### Written exercise 1
In the thread about non-plastic steamers, swap "aluminum" for "copper" in the passage between "Our Krups vegetable/rice" and "plastic or aluminum?", inclusive, and write that passage out.

# Non-plastic steamer?



## dicedtomato (May 24, 2004)

Our Krups vegetable/rice steamer is due for replacement. But my wife doesn't want another plastic steamer because she's afraid they might have harmful chemicals. She also doesn't want an aluminum steamer (not sure why).

Are there any good steamers out there that aren't plastic or aluminum?

DT


----------



## -DEADLY SUSHI- (May 24, 2004)

Yikes!    No plastic.... no aluminum??? 
Tell her that the ONLY other steamers left are lead!!! Then.... is will look at the plastic & aluminum as great alternatives!


----------



## kyles (May 25, 2004)

What about stainless steel? Do you get the expandable basket type ones in your country? Or the chinese bamboo ones, they are fine for general use as well. And if she prefers "natural" that would be the way I would go. You can get them in a huge variety of sizes, from little bitty ones to huge ones and you can stack 'em as well. They won't last as long as stainless steel, however, they are cheap enough so that you can replace them yearly. And when they are no longer fit for steaming the look ok as fruit or display bowls as well.


----------



## dicedtomato (May 25, 2004)

Which stainless steel steamers do you recommend? We need a machine with an automatic dial setting so her fumble-fingered husband (me) can steam dinner. I notice Zojirushi has a stainless steel steamer.

[Stored data entries]
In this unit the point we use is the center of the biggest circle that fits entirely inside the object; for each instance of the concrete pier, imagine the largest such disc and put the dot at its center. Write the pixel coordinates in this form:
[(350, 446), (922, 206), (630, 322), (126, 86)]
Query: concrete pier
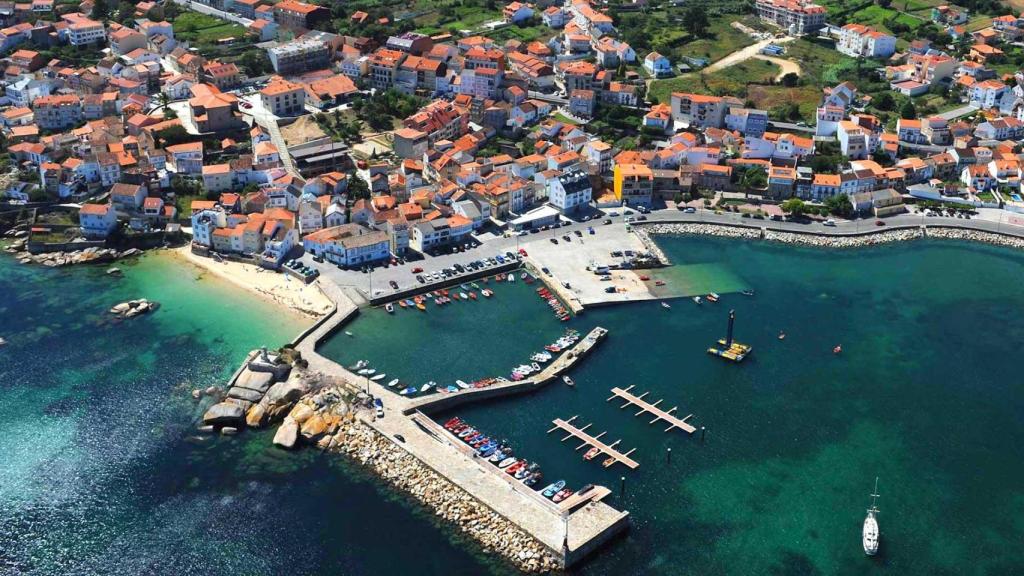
[(590, 523)]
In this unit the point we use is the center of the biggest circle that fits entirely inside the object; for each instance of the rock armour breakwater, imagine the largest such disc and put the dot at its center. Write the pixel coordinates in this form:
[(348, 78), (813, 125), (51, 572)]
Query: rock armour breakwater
[(809, 239), (406, 472)]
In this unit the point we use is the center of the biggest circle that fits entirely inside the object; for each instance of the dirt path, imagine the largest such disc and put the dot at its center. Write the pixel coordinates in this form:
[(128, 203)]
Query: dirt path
[(786, 66)]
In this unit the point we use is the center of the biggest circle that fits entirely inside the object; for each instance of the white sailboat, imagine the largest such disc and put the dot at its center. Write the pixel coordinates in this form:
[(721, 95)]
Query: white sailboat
[(870, 532)]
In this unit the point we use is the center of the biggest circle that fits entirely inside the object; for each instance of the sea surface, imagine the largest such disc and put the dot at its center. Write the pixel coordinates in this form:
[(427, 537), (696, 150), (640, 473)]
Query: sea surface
[(101, 472)]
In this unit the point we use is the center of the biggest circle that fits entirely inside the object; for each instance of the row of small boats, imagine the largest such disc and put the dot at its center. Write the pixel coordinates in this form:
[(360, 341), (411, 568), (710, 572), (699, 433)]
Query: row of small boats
[(554, 303), (499, 453)]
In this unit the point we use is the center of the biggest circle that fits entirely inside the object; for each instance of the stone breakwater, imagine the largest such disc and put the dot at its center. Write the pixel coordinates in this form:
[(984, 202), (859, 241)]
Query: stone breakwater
[(725, 231), (406, 472)]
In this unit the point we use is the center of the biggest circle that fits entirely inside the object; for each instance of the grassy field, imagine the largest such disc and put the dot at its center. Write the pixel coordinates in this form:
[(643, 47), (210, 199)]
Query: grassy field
[(723, 41), (730, 81), (194, 27)]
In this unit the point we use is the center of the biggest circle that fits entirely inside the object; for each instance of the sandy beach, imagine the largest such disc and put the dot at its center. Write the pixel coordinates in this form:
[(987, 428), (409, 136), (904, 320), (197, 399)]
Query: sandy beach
[(276, 287)]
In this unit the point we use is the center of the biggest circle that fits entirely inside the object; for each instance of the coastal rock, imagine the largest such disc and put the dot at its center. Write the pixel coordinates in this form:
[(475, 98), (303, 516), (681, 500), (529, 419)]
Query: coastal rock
[(224, 414), (255, 415), (313, 427), (301, 413), (259, 381), (287, 434)]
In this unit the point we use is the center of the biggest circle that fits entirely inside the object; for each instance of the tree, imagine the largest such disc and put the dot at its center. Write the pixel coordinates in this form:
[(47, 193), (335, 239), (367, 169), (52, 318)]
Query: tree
[(839, 205), (695, 22), (100, 9), (885, 101), (794, 206)]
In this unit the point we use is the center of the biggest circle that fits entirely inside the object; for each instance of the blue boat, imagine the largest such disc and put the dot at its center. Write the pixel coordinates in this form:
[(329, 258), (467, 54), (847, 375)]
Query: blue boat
[(553, 489)]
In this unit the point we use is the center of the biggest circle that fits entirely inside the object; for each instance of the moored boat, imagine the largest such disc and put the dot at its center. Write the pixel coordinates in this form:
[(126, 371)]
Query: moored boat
[(869, 534), (553, 488)]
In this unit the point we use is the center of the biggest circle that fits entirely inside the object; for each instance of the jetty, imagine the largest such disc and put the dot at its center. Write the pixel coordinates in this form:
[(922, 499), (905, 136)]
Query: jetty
[(594, 442), (558, 366), (646, 407)]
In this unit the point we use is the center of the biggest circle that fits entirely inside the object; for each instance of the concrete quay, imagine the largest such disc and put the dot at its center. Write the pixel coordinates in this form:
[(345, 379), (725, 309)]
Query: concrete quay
[(568, 534)]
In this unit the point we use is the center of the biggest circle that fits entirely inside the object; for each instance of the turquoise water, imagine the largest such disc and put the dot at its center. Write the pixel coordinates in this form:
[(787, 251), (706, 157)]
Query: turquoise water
[(101, 474), (926, 396)]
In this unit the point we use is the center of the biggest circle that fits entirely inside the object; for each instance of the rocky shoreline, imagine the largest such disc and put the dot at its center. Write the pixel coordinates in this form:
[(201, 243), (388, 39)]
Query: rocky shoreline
[(448, 501), (92, 255), (317, 411)]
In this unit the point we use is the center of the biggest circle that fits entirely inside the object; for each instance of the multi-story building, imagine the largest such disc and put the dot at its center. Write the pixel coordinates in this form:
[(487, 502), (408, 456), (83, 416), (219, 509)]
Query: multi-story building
[(861, 41), (634, 183), (300, 55), (299, 16), (384, 68), (83, 31), (569, 192), (796, 16), (348, 245), (283, 97), (57, 112), (747, 121), (699, 111)]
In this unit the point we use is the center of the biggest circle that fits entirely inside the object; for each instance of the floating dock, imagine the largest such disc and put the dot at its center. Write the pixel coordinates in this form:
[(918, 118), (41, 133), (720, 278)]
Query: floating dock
[(595, 442), (731, 350), (663, 415)]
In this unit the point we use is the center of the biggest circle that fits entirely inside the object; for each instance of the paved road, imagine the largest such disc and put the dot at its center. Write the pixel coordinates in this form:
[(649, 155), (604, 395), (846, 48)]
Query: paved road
[(958, 112), (377, 282)]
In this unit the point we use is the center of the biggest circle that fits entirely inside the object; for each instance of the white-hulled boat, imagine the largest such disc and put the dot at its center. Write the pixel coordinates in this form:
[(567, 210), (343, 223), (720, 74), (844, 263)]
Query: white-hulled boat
[(870, 533)]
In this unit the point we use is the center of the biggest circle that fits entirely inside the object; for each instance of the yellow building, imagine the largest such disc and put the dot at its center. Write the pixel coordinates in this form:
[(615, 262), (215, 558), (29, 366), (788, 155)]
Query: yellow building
[(634, 183)]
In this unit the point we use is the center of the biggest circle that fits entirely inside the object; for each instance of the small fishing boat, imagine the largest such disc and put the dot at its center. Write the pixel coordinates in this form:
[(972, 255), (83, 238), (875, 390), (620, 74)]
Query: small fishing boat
[(869, 535), (552, 489), (562, 494)]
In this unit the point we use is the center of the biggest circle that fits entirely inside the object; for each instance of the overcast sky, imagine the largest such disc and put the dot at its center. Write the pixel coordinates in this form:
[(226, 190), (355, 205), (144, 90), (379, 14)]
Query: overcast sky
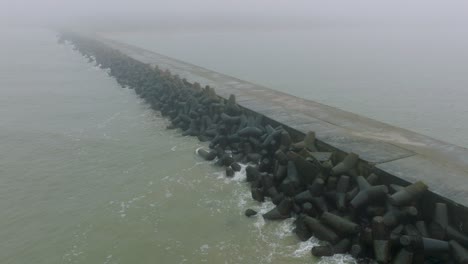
[(41, 11)]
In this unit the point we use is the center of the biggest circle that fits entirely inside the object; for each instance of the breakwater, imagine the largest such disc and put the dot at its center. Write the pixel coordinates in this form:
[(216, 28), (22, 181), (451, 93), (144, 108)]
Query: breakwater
[(334, 195)]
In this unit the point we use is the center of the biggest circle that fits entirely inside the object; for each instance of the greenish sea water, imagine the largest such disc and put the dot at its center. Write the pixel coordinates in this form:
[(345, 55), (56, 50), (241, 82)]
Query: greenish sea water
[(89, 174), (408, 75)]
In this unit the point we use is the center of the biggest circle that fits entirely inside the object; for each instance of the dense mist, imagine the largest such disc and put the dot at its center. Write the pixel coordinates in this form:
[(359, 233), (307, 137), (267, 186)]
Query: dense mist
[(129, 15)]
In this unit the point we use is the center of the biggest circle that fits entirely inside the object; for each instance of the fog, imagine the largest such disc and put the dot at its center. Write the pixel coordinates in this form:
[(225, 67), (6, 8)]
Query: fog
[(126, 14)]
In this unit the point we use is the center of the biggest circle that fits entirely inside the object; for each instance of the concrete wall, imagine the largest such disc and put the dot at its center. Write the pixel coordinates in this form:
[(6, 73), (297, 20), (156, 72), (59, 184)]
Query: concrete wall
[(400, 155)]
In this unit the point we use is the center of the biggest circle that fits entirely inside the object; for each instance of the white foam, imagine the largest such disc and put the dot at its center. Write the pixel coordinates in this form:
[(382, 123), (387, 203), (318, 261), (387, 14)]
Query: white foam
[(338, 259), (304, 247)]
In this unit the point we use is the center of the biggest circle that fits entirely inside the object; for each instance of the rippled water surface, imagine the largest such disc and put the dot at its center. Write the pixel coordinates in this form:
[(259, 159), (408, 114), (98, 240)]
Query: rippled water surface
[(89, 174)]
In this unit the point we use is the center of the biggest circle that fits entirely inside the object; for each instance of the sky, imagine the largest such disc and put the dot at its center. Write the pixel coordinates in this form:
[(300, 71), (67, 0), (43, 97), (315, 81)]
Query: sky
[(126, 11)]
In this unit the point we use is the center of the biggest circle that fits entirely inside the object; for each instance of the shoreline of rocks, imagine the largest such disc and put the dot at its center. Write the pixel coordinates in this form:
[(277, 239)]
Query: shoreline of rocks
[(332, 196)]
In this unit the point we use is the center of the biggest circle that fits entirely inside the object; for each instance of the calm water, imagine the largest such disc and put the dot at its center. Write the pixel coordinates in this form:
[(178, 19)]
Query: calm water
[(411, 76), (89, 174)]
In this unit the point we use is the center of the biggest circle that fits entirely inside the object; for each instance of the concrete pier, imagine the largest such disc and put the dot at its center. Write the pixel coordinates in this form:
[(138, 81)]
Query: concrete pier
[(403, 156)]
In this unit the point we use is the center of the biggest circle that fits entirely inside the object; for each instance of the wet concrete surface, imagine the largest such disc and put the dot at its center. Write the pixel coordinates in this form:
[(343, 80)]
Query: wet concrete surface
[(395, 151)]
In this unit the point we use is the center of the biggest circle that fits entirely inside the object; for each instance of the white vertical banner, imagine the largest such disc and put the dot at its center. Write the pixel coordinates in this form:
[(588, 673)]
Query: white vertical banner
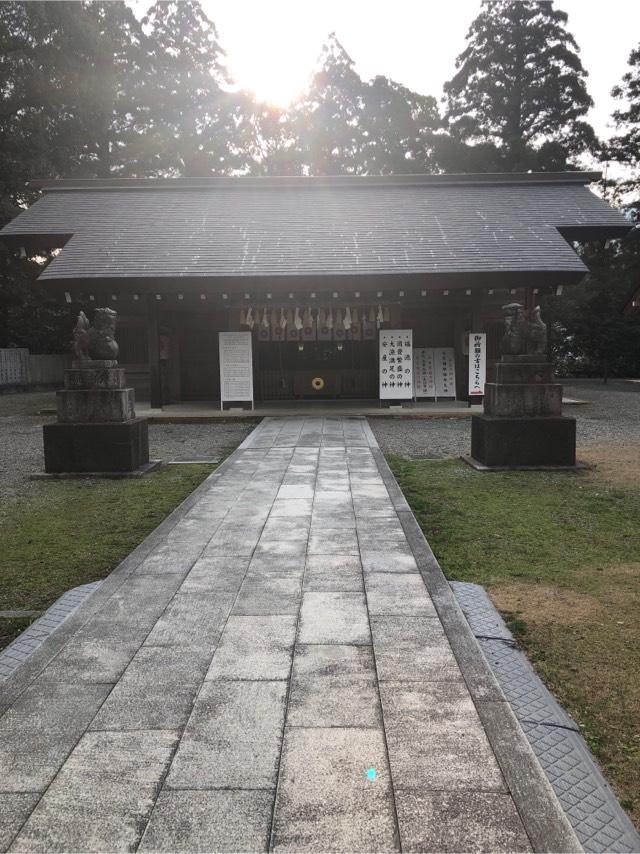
[(445, 371), (396, 364), (236, 367), (423, 372), (477, 363)]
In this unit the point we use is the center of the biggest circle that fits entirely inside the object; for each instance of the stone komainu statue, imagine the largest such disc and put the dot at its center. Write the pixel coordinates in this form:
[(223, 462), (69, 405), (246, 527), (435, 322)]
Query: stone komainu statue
[(525, 331), (97, 342)]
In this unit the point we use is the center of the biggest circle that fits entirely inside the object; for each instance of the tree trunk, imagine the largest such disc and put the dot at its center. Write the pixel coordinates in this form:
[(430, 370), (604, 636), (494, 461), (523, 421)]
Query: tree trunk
[(4, 325)]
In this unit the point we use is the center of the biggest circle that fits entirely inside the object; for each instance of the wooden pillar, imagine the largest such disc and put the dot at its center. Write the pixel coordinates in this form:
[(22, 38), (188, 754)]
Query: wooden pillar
[(529, 298), (477, 324), (153, 343)]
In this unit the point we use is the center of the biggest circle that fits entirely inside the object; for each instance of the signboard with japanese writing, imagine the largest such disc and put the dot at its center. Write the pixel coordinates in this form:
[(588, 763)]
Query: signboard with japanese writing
[(444, 371), (477, 362), (424, 372), (396, 364), (236, 366)]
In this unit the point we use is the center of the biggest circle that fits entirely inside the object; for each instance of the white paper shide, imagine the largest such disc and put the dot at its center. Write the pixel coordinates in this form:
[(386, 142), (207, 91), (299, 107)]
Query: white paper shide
[(424, 372), (396, 364)]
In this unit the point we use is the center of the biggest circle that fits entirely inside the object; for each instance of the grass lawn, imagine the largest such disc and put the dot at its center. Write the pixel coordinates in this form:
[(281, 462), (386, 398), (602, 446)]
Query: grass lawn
[(560, 556), (71, 532)]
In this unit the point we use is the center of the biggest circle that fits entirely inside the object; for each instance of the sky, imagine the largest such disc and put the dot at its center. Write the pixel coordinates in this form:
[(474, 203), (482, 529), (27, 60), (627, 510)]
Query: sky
[(272, 45)]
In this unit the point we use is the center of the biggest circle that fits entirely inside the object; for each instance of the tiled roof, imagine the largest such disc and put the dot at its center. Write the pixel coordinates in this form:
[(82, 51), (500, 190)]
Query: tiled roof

### Written exercise 2
Pull out every line of the entries above that contains the string "rocks", treating uppercase and lowercase as different.

### Final result 1
Our Krups vegetable/rice steamer is due for replacement. But my wife doesn't want another plastic steamer because she's afraid they might have harmful chemicals. She also doesn't want an copper steamer (not sure why).

Are there any good steamers out there that aren't plastic or copper?

### Final result 2
In this unit the point we use is the center of the biggest circle that fits entirely inside the object; for each instance of the shoreline of rocks, imagine the largest such disc and put the dot at its center. Write the pixel coordinates in this form:
Query: shoreline of rocks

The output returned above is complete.